AVAILABLE DATA Block Start
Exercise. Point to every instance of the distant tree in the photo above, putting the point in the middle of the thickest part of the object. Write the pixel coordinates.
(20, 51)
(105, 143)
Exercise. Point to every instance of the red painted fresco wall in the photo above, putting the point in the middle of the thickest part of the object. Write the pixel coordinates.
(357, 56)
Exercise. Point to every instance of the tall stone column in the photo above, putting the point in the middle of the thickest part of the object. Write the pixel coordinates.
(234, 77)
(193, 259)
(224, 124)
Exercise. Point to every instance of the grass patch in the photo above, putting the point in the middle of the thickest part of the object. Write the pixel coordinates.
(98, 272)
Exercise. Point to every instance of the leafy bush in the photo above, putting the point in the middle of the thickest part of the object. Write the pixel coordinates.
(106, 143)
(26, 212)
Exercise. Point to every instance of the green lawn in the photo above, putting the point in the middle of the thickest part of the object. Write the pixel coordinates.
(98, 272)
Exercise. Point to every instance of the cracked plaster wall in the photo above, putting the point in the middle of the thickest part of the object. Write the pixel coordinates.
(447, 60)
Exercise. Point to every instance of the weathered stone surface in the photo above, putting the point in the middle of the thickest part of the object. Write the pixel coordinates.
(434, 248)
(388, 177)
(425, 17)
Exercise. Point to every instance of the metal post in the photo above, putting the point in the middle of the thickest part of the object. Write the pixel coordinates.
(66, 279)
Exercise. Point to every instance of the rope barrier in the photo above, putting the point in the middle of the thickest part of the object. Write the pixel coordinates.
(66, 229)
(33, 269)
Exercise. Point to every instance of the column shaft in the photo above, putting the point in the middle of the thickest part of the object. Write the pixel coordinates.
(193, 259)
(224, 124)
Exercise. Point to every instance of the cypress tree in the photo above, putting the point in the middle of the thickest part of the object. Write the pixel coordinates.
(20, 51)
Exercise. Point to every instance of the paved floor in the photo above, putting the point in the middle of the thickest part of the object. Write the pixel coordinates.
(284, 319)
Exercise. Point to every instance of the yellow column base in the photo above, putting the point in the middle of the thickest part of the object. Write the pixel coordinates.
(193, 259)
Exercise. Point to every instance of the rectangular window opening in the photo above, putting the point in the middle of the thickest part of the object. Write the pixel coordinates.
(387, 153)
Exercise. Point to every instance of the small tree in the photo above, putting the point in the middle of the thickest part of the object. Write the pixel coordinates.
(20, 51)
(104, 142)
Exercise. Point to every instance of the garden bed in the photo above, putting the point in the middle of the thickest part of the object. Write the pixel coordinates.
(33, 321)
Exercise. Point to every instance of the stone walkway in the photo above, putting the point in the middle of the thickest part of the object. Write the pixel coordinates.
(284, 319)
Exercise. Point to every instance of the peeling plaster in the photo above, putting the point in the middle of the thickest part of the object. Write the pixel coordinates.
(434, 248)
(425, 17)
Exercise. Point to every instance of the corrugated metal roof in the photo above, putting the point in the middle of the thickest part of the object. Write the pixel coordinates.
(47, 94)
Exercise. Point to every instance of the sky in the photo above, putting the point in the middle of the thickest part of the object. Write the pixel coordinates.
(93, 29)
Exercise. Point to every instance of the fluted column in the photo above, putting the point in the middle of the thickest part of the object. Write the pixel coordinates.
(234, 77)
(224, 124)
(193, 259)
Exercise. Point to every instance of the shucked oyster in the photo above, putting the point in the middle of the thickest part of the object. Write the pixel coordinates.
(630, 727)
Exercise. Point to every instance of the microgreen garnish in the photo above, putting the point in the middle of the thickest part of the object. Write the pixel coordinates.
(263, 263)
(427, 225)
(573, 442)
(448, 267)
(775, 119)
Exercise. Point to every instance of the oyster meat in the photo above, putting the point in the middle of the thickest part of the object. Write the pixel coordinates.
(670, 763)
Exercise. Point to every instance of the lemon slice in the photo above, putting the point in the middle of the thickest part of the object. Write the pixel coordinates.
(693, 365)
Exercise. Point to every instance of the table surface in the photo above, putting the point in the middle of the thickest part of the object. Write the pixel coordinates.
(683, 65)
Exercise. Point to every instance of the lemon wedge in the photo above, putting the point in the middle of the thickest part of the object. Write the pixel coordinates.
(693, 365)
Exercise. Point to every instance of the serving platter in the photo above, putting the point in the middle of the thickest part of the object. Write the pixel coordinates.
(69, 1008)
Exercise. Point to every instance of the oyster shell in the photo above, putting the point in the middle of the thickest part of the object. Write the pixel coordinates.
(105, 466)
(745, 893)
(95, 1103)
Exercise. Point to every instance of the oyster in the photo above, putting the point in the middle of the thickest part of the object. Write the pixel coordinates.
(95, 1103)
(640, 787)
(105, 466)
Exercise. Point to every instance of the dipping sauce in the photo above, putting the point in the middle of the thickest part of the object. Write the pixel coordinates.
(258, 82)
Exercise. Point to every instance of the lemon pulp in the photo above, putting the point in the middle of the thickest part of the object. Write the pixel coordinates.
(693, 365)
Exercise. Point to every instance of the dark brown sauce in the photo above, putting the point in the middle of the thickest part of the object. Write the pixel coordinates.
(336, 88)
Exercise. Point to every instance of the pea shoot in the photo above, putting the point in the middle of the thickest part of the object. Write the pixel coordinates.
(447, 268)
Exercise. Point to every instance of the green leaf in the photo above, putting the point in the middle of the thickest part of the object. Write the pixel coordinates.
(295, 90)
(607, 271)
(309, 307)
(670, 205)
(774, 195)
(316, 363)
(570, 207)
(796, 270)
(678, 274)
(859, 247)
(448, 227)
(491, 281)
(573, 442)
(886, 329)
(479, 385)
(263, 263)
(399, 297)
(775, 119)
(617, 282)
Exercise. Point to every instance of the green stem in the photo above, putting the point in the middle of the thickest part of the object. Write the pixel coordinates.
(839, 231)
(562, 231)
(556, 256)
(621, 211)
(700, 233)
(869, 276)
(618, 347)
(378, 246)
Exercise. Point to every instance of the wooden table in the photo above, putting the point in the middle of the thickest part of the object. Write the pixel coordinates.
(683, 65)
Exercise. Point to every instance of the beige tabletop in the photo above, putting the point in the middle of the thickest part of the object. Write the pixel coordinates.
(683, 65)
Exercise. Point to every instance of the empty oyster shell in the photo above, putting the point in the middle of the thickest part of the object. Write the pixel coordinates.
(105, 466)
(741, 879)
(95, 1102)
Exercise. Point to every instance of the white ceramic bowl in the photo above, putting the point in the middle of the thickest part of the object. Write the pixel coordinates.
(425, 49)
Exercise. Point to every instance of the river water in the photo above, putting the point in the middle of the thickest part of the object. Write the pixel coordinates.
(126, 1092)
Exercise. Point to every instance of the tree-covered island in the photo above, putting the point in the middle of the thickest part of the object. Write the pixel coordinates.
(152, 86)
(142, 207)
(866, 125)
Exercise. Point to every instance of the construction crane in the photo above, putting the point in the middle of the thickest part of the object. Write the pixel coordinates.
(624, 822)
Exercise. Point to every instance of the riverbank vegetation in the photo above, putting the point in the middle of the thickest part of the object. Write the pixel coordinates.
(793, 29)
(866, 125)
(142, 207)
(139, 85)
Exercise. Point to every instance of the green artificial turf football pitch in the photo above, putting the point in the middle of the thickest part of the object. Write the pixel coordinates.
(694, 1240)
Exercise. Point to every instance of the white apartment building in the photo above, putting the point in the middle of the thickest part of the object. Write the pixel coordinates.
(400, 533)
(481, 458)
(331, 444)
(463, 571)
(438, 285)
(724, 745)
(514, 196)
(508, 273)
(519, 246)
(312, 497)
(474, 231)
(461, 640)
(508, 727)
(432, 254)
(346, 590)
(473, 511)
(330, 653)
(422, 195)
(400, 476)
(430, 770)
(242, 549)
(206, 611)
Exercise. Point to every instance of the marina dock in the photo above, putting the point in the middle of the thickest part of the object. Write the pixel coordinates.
AVAILABLE DATA Block End
• _YOUR OBJECTIVE_
Reproduce every entry above exactly as it was written.

• _TASK OUTPUT_
Exercise. Point to every instance of the distant tree in the photo above, putting the point in the middle of the thickest part of the object. Write the pixel coordinates.
(20, 51)
(105, 143)
Exercise. Point to every instance of the red painted fresco wall in the photo above, putting the point in the middle of the thickest part of the object. Write the pixel coordinates.
(357, 56)
Exercise. Point to every instance of the tall stone column in the photo above, putting the point in the middle of the thickest part of the object. Write the pixel coordinates.
(234, 77)
(193, 259)
(224, 124)
Exercise. Point to every instance of the grass patch in the photo above, putting the point in the middle of the thickest part of the object. Write the pixel coordinates.
(98, 272)
Exercise. Point to every instance of the leafy bush in the photo above, putting the point in the middle of the thickest part of the object. Write the pixel coordinates.
(106, 143)
(26, 212)
Exercise. Point to every instance of the green lawn in the photo above, putting the point in the middle of the thickest part of the object. Write the pixel coordinates.
(98, 272)
Exercise. Point to every instance of the cracked plaster wall in the photo above, putting the point in the middle of the thickest part of the object. Write the pixel coordinates.
(447, 60)
Exercise. Point to every instance of the weathered stone surface in the photo above, putting the point in the middle of the thickest part of the object. Write the pixel coordinates.
(434, 248)
(388, 177)
(425, 17)
Exercise. Point to every instance of the metal post in the photo above, putting the point in the middle of the thickest part of the object. Write the pixel coordinates.
(66, 279)
Exercise. Point to every instance of the rope barrier in the photo above, putting the point in the middle of the thickest part of the object. Write the pixel coordinates.
(66, 229)
(33, 269)
Exercise. Point to every instance of the column shaft in the photo above, putting the point in the middle of the thickest part of the object. Write the pixel coordinates.
(193, 259)
(224, 124)
Exercise. Point to every instance of the cypress tree in the photo above, putting the point in the middle of the thickest part of the object. Write the pixel coordinates.
(20, 51)
Exercise. Point to every instance of the paved floor in the photo above, putting the point in the middle of the thickest part of the object. Write the pixel coordinates.
(284, 319)
Exercise. Point to every instance of the yellow column base in the photo above, putting the point in the middle of the thickest part of the object. Write the pixel coordinates.
(193, 259)
Exercise. Point to every instance of the rectangular window opening in the photo above, putting the point in the middle of the thickest part of the object. Write the pixel coordinates.
(387, 153)
Exercise. Point to every instance of the small tree in the photo above, putting the point in the middle of the thickest part of the object. Write the pixel coordinates.
(20, 51)
(104, 142)
Exercise. Point to every instance of the garden bed in the photo above, putting the point in the middle of the thickest part of the object. Write the pixel coordinates.
(33, 321)
Exercise. Point to every instance of the stone walkway in the photo above, putting the point in the middle of the thickest part of the object. Write the pixel coordinates.
(284, 319)
Exercise. Point to every instance of the peeling plaster in the photo above, putting the point in the middle of the thickest part of the object. Write the pixel coordinates.
(434, 248)
(425, 17)
Exercise. Point to every instance of the corrugated metal roof in the photo above, putting the point in the middle of the thickest part of the object. Write the pixel coordinates.
(47, 94)
Exercise. Point to every instance of the sky in the photo above, putting the point in the middle of the thickest part of the object. Write the pixel coordinates.
(93, 29)
Exercise. Point to every instance of the fluted column in the photo above, putting the point in the middle of the thickest part of the object. Write the pixel coordinates.
(234, 77)
(224, 124)
(193, 259)
Exercise. Point to every instance of the shucked oyster in the photo above, putting the point in the middle of the thickest part of the object. Write the pixel coordinates.
(630, 727)
Exercise. Point to every instance of the microgreen garnish in the photo above, putting the point in the middle of the thickest part of the object. Write the pixel coordinates.
(263, 263)
(427, 225)
(573, 442)
(448, 267)
(775, 119)
Exercise. Point to every instance of the oyster meat in the photo above, putting the point in the middle of the thickest part of the object. Write the pixel coordinates.
(670, 763)
Exercise. Point to every instance of the lemon slice in the photo above, putting the point in the middle of the thickest part of the object. Write the pixel coordinates.
(693, 365)
Exercise. Point to every instance of the table surface in the photo above, putting the point in the middle of the thickest part of the object. Write the pixel coordinates.
(683, 65)
Exercise. Point to every instance of the lemon wedge in the photo above, putting the point in the middle of the thickest part of the object. Write the pixel coordinates.
(693, 365)
Exercise. Point to every instance of the serving platter in the photo above, putting the point in the middle of the thickest part of the object. Write the pixel coordinates.
(69, 1008)
Exercise. Point to every instance of the oyster shell in the photo above, putting the point in the middle of the thickest part of the object. Write the pixel coordinates.
(105, 466)
(745, 893)
(95, 1103)
Exercise. Point to every instance of the oyster in the photo above, putting the point in the middle of the thickest part of the object. Write the pixel coordinates.
(95, 1103)
(640, 787)
(105, 466)
Exercise. Point to every instance of the dipping sauce in the photo above, putting the point in the middle of the thickest part of the object. Write the pixel coordinates.
(258, 82)
Exercise. Point to every instance of the lemon pulp in the photo above, putting the point in the middle of the thickest part of the object. Write the pixel coordinates.
(693, 365)
Exercise. Point to every instance of the dark brown sauce in the photo above, putting the point in the middle of the thickest part of the object. Write the pixel coordinates.
(336, 88)
Exercise. Point to every instance of the pea shoot in the photo above, putting the point in the middle of the thickest part of the object. Write the pixel coordinates.
(447, 268)
Exercise. Point to every instance of the green leaf in the photo above, putting the point in the middle of the thickest part of the object. Write the pixel coordinates.
(295, 90)
(607, 271)
(309, 307)
(670, 205)
(774, 195)
(316, 363)
(570, 207)
(796, 270)
(678, 274)
(859, 247)
(448, 227)
(491, 281)
(573, 442)
(886, 329)
(479, 385)
(263, 263)
(399, 297)
(775, 119)
(617, 282)
Exercise. Point to every instance of the green stem in the photo above, putting the point in the middle of the thickest part of the object. Write the pixel coordinates.
(839, 231)
(562, 231)
(556, 256)
(621, 211)
(700, 233)
(869, 276)
(618, 347)
(378, 246)
Exercise. Point to every instance of the wooden table in the photo above, putting the point in the middle of the thickest part of the object. Write the pixel coordinates.
(683, 65)
Exercise. Point to every instance of the beige tabletop in the photo above, putting the point in the middle of the thickest part of the object. Write the pixel coordinates.
(683, 65)
Exercise. Point to every instance of the empty oyster shell in the photo above, putting the point in the middle of the thickest part of the object. Write the pixel coordinates.
(105, 466)
(741, 879)
(95, 1102)
Exercise. Point to every instance of the white ceramic bowl in the photo above, putting the point in the middle of the thickest part of the object. Write the pixel coordinates.
(425, 49)
Exercise. Point to every instance of the river water in the photo above, putting the point in the middle of the thickest part of the object. Write the pixel coordinates.
(126, 1092)
Exercise. Point to every instance of the tree-covered island in the photo above, putting the point in the middle of the thickest part of the object. Write the pixel coordinates.
(152, 86)
(142, 207)
(866, 125)
Exercise. Point to every instance of the construction crane in the photo above, putting the point in the middle of the thickest part of the object. Write the pixel coordinates.
(624, 822)
Exercise. Point to every instance of the riverbank vegetation in the photo above, putting the point in the middle of the thickest part of the object. Write the pixel coordinates.
(793, 29)
(866, 125)
(142, 207)
(139, 85)
Exercise. Point to every instance of the green artificial turf football pitch in the photo above, putting the point in the middle of the thickest part of the object. Write the pixel coordinates.
(694, 1240)
Exercise. Point to every instance of the white apartment building in the photo above, putting the point in the middle of the thickest part of the object. Write the pixel coordinates.
(400, 533)
(481, 458)
(331, 444)
(463, 571)
(438, 285)
(724, 745)
(514, 196)
(508, 273)
(519, 246)
(312, 497)
(474, 231)
(461, 640)
(508, 727)
(432, 254)
(346, 590)
(473, 511)
(330, 653)
(422, 195)
(400, 476)
(430, 770)
(242, 549)
(206, 611)
Exercise. Point to every instance of the marina dock in the photo above, putting the point in the middle of the thickest part of the object. Write the pixel coordinates.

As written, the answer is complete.